# PROBLEM SET:
(a) According to the Spark post, what does `repartition` apply to generate a round-robin id?
(b) Rewrite the Spark post starting with "bersprockets Mon, 10" and going on through "this pull request?", replacing "pull request" with "change request".
(c) List the behaviors the Spark post gives for what happens when Spark reruns tasks for an RDD.

# SOURCE PASSAGE:
[GitHub] spark pull request #22382: [SPARK-23243] [SPARK-20715][CORE][2.2] Fix RDD.re...

bersprockets Mon, 10 Sep 2018 07:22:29 -0700

GitHub user bersprockets opened a pull request:

    https://github.com/apache/spark/pull/22382


    [SPARK-23243] [SPARK-20715][CORE][2.2] Fix RDD.repartition() data 
correctness issue

    ## What changes were proposed in this pull request?
    
    Back port of #22354 and #17955 to 2.2 (#22354 depends on methods introduced 
by #17955).
    
    -------
    
    An alternative fix for #21698
    
    When Spark rerun tasks for an RDD, there are 3 different behaviors:
    1. determinate. Always return the same result with same order when rerun.
    2. unordered. Returns same data set in random order when rerun.
    3. indeterminate. Returns different result when rerun.
    
    Normally Spark doesn't need to care about it. Spark runs stages one by one, 
when a task is failed, just rerun it. Although the rerun task may return a 
different result, users will not be surprised.
    
    However, Spark may rerun a finished stage when seeing fetch failures. When 
this happens, Spark needs to rerun all the tasks of all the succeeding stages 
if the RDD output is indeterminate, because the input of the succeeding stages 
has been changed.
    
    If the RDD output is determinate, we only need to rerun the failed tasks of 
the succeeding stages, because the input doesn't change.
    
    If the RDD output is unordered, it's same as determinate, because shuffle 
partitioner is always deterministic(round-robin partitioner is not a shuffle 
partitioner that extends `org.apache.spark.Partitioner`), so the reducers will 
still get the same input data set.
    
    This PR fixed the failure handling for `repartition`, to avoid correctness 
issues.
    
    For `repartition`, it applies a stateful map function to generate a 
round-robin id, which is order sensitive and makes the RDD's output 
indeterminate. When the stage contains `repartition` reruns, we must also rerun 
all the tasks of all the succeeding stages.
    
    **future improvement:**
    1. Currently we can't rollback and rerun a shuffle map stage, and just 
fail. We should fix it later. https://issues.apache.org/jira/browse/SPARK-25341
    2. Currently we can't rollback and rerun a result stage, and just fail. We 
should fix it later. https://issues.apache.org/jira/browse/SPARK-25342
    3. We should provide public API to allow users to tag the random level of 
the RDD's computing function.
    
    ## How was this patch tested?

(Stored data entries)
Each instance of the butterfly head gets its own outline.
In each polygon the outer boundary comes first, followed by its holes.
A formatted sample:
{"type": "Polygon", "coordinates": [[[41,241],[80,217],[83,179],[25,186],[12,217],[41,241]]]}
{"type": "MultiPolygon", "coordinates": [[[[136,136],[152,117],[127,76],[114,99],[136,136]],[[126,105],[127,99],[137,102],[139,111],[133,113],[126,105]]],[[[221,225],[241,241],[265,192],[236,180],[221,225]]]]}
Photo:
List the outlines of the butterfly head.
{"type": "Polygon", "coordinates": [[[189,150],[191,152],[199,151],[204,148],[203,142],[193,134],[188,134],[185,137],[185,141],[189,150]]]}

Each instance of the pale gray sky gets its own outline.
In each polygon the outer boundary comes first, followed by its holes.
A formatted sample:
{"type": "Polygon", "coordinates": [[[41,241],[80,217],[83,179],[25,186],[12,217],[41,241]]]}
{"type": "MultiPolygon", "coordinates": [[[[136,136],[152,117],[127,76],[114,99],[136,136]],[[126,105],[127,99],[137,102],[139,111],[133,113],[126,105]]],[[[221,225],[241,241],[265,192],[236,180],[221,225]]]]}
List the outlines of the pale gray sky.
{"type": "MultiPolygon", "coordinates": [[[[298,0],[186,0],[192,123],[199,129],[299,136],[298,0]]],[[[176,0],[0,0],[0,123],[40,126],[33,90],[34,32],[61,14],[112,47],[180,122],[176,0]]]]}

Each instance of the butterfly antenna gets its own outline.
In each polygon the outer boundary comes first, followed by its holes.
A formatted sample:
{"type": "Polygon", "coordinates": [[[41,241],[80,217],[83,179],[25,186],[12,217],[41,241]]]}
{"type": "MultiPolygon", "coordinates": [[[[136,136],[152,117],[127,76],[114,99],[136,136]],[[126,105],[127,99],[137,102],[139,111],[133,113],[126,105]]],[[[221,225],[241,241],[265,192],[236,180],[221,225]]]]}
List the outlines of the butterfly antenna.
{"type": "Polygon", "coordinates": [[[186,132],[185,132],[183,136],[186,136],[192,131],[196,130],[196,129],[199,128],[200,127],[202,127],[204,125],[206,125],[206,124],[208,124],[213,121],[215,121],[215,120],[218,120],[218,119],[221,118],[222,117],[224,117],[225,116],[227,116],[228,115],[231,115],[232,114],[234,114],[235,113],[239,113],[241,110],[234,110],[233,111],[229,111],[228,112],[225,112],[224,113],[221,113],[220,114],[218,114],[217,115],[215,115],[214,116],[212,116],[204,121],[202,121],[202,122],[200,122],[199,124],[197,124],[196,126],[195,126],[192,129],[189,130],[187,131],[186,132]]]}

# RESPONSES PER TASK:
(a) A stateful map function.

(b)
bersprockets Mon, 10 Sep 2018 07:22:29 -0700

GitHub user bersprockets opened a change request:

    https://github.com/apache/spark/pull/22382


    [SPARK-23243] [SPARK-20715][CORE][2.2] Fix RDD.repartition() data 
correctness issue

    ## What changes were proposed in this change request?

(c) determinate, unordered, indeterminate